_EXERCISE GOAL:_
In the data that follows, count each line with the string "police"; the reply is the number only.

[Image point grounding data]
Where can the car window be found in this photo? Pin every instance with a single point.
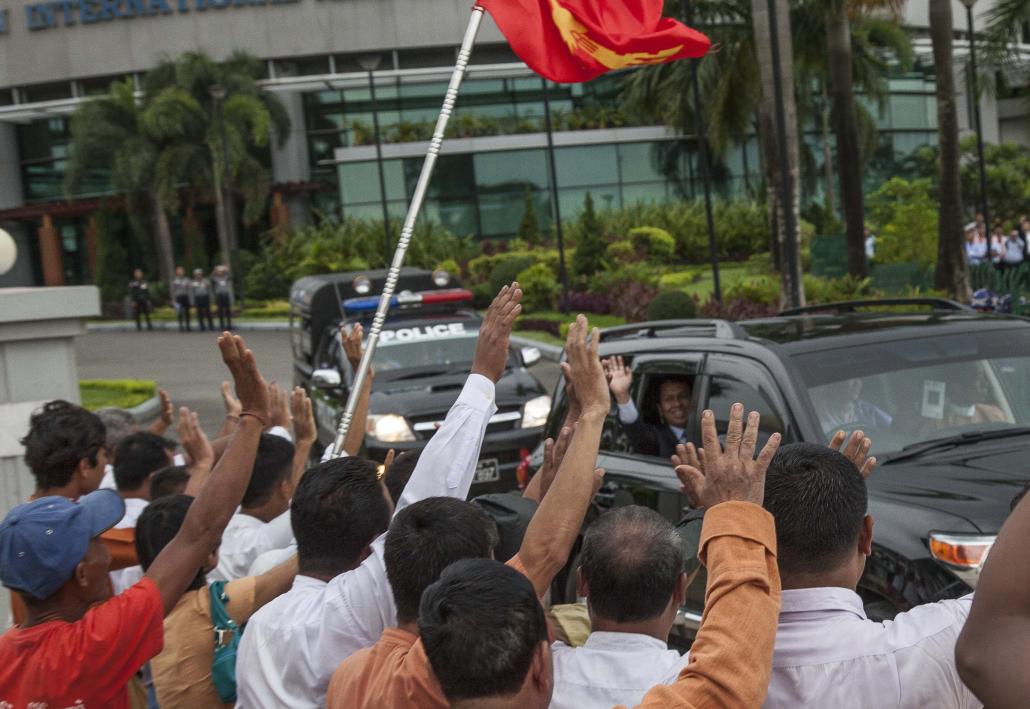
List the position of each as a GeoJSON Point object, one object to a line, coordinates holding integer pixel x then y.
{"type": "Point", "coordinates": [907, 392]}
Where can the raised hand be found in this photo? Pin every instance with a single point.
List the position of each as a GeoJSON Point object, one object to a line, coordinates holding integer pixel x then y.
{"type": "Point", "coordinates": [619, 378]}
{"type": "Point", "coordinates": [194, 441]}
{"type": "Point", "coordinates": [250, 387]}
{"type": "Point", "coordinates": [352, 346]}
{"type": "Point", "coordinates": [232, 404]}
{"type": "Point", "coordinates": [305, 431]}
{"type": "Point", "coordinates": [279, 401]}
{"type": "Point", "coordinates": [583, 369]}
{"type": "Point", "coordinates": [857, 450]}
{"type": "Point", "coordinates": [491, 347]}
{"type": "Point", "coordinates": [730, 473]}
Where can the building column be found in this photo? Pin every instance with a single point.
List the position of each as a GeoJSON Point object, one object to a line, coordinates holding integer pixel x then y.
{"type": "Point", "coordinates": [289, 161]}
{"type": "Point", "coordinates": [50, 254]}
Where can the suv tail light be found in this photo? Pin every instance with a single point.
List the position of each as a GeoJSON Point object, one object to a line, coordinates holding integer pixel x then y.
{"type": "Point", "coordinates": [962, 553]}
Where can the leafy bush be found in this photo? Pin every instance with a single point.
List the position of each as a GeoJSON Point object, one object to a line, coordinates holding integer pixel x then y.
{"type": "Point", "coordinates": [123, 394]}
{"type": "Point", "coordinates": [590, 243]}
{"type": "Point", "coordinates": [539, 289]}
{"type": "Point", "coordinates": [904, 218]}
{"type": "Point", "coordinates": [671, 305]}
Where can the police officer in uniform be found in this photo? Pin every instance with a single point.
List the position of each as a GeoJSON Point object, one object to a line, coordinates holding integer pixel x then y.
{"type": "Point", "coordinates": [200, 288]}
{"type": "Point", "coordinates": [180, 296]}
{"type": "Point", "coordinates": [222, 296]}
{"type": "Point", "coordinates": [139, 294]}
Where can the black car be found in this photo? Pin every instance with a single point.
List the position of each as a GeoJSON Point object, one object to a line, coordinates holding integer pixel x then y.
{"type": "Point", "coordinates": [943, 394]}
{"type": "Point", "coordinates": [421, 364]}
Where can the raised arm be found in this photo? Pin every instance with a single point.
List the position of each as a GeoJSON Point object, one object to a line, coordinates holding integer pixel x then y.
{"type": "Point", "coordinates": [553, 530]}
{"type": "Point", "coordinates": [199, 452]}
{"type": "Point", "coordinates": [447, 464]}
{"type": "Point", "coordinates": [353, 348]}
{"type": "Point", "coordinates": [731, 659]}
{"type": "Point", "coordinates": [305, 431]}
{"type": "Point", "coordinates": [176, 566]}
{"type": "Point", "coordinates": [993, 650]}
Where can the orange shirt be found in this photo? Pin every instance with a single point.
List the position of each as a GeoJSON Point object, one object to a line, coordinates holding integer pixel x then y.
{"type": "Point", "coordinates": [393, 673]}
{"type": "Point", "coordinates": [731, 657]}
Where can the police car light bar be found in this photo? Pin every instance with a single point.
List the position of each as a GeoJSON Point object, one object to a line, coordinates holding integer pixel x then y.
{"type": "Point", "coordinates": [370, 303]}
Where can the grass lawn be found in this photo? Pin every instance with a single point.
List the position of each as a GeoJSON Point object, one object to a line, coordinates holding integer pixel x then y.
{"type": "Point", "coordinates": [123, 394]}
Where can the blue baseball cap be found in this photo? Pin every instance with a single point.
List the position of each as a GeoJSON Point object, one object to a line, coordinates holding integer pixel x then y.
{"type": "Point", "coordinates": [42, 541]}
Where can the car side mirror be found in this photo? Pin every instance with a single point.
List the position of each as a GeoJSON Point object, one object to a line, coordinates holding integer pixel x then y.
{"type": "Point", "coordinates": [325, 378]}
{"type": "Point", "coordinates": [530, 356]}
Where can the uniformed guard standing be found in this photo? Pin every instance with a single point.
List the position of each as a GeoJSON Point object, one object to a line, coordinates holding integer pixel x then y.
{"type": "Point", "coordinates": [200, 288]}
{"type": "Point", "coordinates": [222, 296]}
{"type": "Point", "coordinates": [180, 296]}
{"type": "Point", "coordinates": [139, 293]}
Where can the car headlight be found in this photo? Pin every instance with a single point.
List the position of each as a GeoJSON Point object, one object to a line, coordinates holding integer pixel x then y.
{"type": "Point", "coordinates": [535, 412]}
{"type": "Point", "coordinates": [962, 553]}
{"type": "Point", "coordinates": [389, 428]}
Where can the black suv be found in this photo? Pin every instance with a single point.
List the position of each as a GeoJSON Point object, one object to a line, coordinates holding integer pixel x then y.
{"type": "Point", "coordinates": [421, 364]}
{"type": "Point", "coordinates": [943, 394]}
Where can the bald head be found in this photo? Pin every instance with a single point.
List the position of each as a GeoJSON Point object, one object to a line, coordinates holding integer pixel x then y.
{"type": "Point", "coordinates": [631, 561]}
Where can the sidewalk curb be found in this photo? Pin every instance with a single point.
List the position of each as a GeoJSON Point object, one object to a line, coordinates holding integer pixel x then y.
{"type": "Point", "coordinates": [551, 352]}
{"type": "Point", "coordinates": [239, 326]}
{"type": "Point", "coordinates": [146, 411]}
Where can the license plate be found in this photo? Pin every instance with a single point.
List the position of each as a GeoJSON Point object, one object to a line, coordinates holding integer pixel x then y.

_RESPONSE:_
2